## Begin

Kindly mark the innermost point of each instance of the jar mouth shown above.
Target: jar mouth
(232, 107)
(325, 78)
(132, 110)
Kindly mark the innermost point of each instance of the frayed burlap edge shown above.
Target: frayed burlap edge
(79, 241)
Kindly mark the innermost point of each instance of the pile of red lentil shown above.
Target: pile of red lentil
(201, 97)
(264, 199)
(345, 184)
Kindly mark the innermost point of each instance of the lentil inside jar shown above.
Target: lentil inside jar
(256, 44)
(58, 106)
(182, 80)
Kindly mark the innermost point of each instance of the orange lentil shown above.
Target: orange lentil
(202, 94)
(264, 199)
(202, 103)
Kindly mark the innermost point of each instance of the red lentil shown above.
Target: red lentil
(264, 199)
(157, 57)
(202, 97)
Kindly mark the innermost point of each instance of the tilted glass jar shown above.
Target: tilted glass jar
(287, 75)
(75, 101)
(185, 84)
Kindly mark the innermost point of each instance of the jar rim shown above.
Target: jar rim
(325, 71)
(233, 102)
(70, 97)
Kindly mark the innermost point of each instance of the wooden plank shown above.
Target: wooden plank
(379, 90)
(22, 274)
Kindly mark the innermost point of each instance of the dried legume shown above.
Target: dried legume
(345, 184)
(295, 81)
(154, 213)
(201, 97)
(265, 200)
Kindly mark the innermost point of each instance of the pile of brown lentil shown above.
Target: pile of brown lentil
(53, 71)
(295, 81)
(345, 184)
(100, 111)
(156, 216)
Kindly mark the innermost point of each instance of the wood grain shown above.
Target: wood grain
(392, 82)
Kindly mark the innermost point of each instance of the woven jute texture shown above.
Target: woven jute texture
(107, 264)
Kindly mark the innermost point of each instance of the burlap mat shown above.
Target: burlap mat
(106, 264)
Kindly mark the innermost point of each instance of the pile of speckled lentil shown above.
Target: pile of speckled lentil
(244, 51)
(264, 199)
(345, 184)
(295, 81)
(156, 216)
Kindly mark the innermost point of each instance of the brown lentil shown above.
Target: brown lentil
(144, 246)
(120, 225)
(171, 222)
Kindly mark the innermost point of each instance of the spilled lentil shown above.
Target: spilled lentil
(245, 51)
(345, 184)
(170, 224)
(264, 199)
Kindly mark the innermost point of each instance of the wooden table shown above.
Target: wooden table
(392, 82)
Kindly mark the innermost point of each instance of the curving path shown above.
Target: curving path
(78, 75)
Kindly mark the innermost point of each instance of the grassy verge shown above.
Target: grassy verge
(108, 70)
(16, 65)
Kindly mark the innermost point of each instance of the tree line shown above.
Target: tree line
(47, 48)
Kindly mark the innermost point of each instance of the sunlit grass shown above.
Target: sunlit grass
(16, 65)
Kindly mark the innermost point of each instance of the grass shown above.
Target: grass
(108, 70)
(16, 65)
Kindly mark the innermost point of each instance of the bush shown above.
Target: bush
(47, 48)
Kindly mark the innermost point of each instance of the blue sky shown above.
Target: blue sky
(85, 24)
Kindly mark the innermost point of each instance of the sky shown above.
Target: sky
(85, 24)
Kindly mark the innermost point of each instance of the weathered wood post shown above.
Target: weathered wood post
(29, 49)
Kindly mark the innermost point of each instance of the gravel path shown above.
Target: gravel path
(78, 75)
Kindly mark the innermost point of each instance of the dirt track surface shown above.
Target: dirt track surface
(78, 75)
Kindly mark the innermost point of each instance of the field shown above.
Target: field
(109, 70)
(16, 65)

## End

§ **Written instruction**: Copy out exactly the lines from the line with "Kindly mark the innermost point of each instance of the woven" to the end of the listing, including both of those lines, and give nothing else.

§ **Written solution**:
Kindly mark the innermost point of each instance of the woven jute texture shown above.
Target: woven jute texture
(107, 264)
Kindly mark the innermost point of each instance of the burlap mat shown above.
Target: burlap mat
(106, 264)
Kindly mark the innermost point of each instance of the pile of speckled lentil shown above.
Target: pile of speckled lentil
(244, 51)
(264, 199)
(345, 184)
(295, 81)
(156, 216)
Kindly mark the innermost point of each instance of the brown lentil shown above.
Target: brown lentil
(144, 246)
(120, 225)
(171, 222)
Kindly mark the innermost point of each instance of the spilled lentil shown above.
Target: spilled lentil
(245, 51)
(345, 184)
(170, 224)
(264, 199)
Kindly mark the innermost point of each instance of the wooden table shown above.
Target: wooden table
(392, 82)
Kindly mark the innermost point of each instance of the curving path shown above.
Target: curving path
(78, 75)
Kindly mark the innermost point of each instance of the grassy verge shown above.
Target: grassy verge
(108, 70)
(16, 65)
Kindly mark the innermost point of each instance of the tree line shown above.
Target: tree line
(47, 48)
Kindly mark the innermost point of each instance of the sunlit grass shown above.
Target: sunlit grass
(16, 65)
Kindly mark the innermost point of each instance of the grass shown above.
Target: grass
(108, 70)
(16, 65)
Kindly mark the innermost point of each instance of the bush shown above.
Target: bush
(47, 48)
Kindly mark the innermost point of each instance of the blue sky shown above.
Target: blue sky
(85, 24)
Kindly mark the innermost point of each instance of the sky shown above.
Target: sky
(85, 24)
Kindly mark the innermost point of each instance of the weathered wood post shown above.
Target: weathered wood post
(29, 49)
Kindly mark the innermost point of each instance of the gravel path shown above.
Target: gravel path
(78, 75)
Kindly mark the innermost point of each instance of the dirt track surface shown above.
Target: dirt track surface
(78, 75)
Kindly mark the innermost point of each instance of the field shown above.
Target: field
(109, 70)
(16, 65)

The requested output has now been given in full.